Start of Supplied material
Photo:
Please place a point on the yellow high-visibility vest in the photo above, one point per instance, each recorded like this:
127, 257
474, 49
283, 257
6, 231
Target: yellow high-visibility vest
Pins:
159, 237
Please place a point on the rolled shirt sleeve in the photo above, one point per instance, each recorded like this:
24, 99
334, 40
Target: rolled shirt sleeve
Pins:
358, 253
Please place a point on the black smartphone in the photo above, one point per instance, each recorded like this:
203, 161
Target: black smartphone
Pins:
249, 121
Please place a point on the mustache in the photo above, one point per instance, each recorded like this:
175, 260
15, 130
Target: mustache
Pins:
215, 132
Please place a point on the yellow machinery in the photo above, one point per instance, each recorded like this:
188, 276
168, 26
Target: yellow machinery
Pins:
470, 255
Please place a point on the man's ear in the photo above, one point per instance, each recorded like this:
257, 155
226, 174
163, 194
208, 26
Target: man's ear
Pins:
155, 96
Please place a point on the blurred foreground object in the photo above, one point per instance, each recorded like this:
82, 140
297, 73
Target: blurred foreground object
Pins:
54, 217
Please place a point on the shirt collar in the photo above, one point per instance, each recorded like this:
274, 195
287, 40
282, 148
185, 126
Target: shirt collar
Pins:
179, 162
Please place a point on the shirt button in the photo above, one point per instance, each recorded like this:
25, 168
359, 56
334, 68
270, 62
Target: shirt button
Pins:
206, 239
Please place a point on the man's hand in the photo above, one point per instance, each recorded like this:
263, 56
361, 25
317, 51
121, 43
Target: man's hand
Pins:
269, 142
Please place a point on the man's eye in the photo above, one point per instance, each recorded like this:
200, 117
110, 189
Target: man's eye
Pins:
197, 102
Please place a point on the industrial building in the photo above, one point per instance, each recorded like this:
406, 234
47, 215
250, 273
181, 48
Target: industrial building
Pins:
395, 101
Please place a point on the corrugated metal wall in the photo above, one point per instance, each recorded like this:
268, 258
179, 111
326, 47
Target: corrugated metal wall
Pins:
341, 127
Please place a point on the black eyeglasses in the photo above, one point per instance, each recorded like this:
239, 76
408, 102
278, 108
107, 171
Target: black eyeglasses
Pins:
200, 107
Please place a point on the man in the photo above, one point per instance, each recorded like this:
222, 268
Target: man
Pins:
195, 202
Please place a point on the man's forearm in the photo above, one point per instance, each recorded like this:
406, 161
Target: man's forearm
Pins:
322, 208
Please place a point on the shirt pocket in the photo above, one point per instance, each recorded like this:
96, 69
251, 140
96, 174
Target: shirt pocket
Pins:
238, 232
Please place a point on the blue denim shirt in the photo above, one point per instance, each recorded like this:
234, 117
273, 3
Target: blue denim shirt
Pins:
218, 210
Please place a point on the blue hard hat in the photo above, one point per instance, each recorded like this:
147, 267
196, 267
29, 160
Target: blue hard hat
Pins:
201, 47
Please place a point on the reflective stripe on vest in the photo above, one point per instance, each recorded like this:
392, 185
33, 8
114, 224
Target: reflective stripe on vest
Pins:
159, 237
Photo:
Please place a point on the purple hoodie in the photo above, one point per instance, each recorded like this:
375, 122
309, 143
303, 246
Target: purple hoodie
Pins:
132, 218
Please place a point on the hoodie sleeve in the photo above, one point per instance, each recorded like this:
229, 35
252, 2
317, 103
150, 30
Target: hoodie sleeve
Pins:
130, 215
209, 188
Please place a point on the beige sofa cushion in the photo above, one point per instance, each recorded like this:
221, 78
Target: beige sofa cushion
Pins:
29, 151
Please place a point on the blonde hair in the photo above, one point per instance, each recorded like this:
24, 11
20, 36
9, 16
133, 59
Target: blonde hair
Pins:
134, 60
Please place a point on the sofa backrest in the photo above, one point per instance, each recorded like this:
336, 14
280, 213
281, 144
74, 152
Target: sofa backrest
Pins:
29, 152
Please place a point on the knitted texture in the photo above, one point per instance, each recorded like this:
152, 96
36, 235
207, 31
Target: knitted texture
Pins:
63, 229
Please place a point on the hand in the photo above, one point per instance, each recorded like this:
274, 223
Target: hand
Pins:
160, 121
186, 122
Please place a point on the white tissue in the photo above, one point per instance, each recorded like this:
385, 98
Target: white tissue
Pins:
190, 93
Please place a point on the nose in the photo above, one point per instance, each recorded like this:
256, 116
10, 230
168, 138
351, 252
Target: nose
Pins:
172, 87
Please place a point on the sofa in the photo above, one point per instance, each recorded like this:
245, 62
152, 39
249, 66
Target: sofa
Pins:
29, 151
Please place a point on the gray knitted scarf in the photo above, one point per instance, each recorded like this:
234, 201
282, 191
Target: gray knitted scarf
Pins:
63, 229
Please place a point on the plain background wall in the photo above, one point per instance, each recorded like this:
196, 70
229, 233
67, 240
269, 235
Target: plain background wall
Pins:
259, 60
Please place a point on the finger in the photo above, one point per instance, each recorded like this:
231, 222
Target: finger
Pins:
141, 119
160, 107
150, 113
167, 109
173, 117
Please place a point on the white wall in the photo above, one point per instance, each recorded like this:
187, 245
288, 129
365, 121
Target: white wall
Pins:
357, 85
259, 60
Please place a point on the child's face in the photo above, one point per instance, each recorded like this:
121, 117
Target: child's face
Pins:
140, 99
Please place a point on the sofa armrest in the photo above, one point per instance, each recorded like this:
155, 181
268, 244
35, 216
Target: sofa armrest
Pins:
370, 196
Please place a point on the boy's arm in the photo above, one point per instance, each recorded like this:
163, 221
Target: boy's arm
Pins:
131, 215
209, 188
End of Supplied material
→ Work order: Retype the data precisely.

→ Your response:
Photo:
Please place a point on the yellow high-visibility vest in the photo above, one point per instance, each recorded like this:
127, 257
474, 49
283, 257
6, 231
Target: yellow high-visibility vest
Pins:
159, 237
Please place a point on the rolled shirt sleeve in the photo above, one point per instance, each recorded like this:
24, 99
334, 40
Target: rolled shirt sleeve
Pins:
358, 253
Please place a point on the black smartphone in the photo above, one point per instance, each recorded like this:
203, 161
Target: black smartphone
Pins:
249, 121
Please place a point on the mustache in the photo above, one point per instance, each recorded like this:
175, 260
15, 130
Target: mustache
Pins:
215, 132
Please place a point on the yellow machinery in the photo above, one point per instance, each recorded like this:
188, 276
168, 26
Target: yellow machinery
Pins:
470, 255
Please place a point on the man's ear in the photo above, one point per instance, each recorded like this:
257, 155
226, 174
163, 194
208, 26
Target: man's ear
Pins:
155, 96
Please place a point on the blurred foreground object in the photo above, one point per instance, each recorded like this:
82, 140
297, 73
Target: blurred foreground object
Pins:
54, 217
Please place a point on the shirt collar in the photo above, one point per instance, each recorded like this:
274, 195
287, 40
282, 148
185, 126
Target: shirt collar
Pins:
179, 162
Please place a point on the shirt button in the photo above, one point per instance, each recorded like this:
25, 168
359, 56
334, 68
270, 62
Target: shirt button
Pins:
206, 239
Please place a point on the man's hand in the photo above, one point per instance, each recorded like this:
263, 56
361, 25
317, 51
121, 43
Target: man's hand
Pins:
269, 142
Please place a point on the man's eye in the photo above, one point per instance, each recorded like this:
200, 117
110, 189
Target: man's eye
Pins:
197, 102
Please place a point on the industrial building in the photo above, one point per instance, each recorded like this:
406, 234
47, 215
250, 273
181, 48
Target: industrial building
Pins:
395, 101
Please place a point on the corrugated metal wall in the photo above, one point per instance, each recorded like this:
268, 258
179, 111
326, 47
Target: corrugated metal wall
Pins:
341, 127
Please place a point on the black eyeglasses in the photo above, one point per instance, each recorded like this:
239, 76
408, 102
278, 108
107, 171
Target: black eyeglasses
Pins:
200, 107
Please place a point on the man in the photo above, one point per instance, each recorded like this:
222, 268
Target: man
Pins:
195, 202
Please place a point on the man's forearm in the photo above, one point per instance, each recorded like this:
406, 161
Target: man's forearm
Pins:
322, 208
Please place a point on the shirt pocket in the photo above, one point per instance, each recorded like this:
96, 69
251, 140
96, 174
Target: shirt pocket
Pins:
238, 232
Please place a point on the blue denim shirt in the photo above, one point per instance, each recorded like this:
234, 117
273, 3
Target: blue denim shirt
Pins:
218, 210
Please place a point on the blue hard hat in the photo above, one point per instance, each recorded like this:
147, 267
196, 267
29, 160
Target: blue hard hat
Pins:
201, 47
Please place a point on the reflective stripe on vest in the photo above, one point per instance, each recorded like this:
392, 185
33, 8
114, 224
Target: reflective stripe on vest
Pins:
159, 237
Photo:
Please place a point on the purple hoodie in the photo above, one point per instance, each recorded like this:
375, 122
309, 143
303, 246
Target: purple hoodie
Pins:
132, 218
Please place a point on the hoodie sleeve in the photo above, one point per instance, each recorded like this:
229, 35
252, 2
317, 103
150, 30
Target: hoodie sleeve
Pins:
130, 215
209, 188
Please place a point on the beige sofa cushion in the photo above, one point per instance, each recorded like this:
221, 78
Target: beige sofa cushion
Pins:
29, 151
Please place a point on the blonde hair in the photo above, one point per instance, each recorded like this:
24, 11
20, 36
9, 16
133, 59
Target: blonde hair
Pins:
134, 60
Please place a point on the sofa backrest in the photo above, one point per instance, each recorded like this:
336, 14
280, 213
281, 144
74, 152
Target: sofa backrest
Pins:
29, 152
Please place a point on the knitted texture in the photo above, one point per instance, each recorded like this:
152, 96
36, 235
207, 31
Target: knitted texture
Pins:
63, 229
Please place a point on the hand in the photo above, one point per instance, each recorded like this:
274, 223
Target: hand
Pins:
160, 121
186, 122
Please place a point on the white tissue in the photo above, one point per instance, each recorded like this:
385, 98
Target: white tissue
Pins:
190, 93
Please place a point on the nose in the photo above, one point per instance, each recorded like this:
256, 116
10, 230
168, 138
351, 252
Target: nose
Pins:
172, 87
Please place a point on the sofa in the photo above, one point per instance, each recorded like this:
245, 62
152, 39
249, 66
Target: sofa
Pins:
29, 151
Please place a point on the gray knitted scarf in the photo above, one point per instance, each recorded like this:
234, 201
282, 191
Target: gray knitted scarf
Pins:
63, 229
Please place a point on the plain background wall in the photo above, one point per instance, each recorded like this:
196, 70
229, 233
67, 240
269, 235
Target: plain background wall
Pins:
259, 60
Please place a point on the finger in the photo above, one point per instance, each recorded like this:
231, 222
Target: finger
Pins:
141, 119
160, 107
150, 113
167, 109
173, 117
Please place a point on the white wall in the photo above, one point per instance, each recorded like this:
187, 245
288, 129
365, 121
Target: white wall
Pins:
357, 85
259, 60
Please place a point on the child's face in the photo above, one point per instance, each recorded like this:
121, 117
Target: child's face
Pins:
140, 99
Please place a point on the sofa armrest in the photo above, one point per instance, each recorded like this:
155, 181
268, 244
35, 216
Target: sofa armrest
Pins:
370, 196
Please place a point on the boy's arm in the photo above, one point per instance, each recorded like this:
163, 221
Target: boy's arm
Pins:
131, 215
209, 188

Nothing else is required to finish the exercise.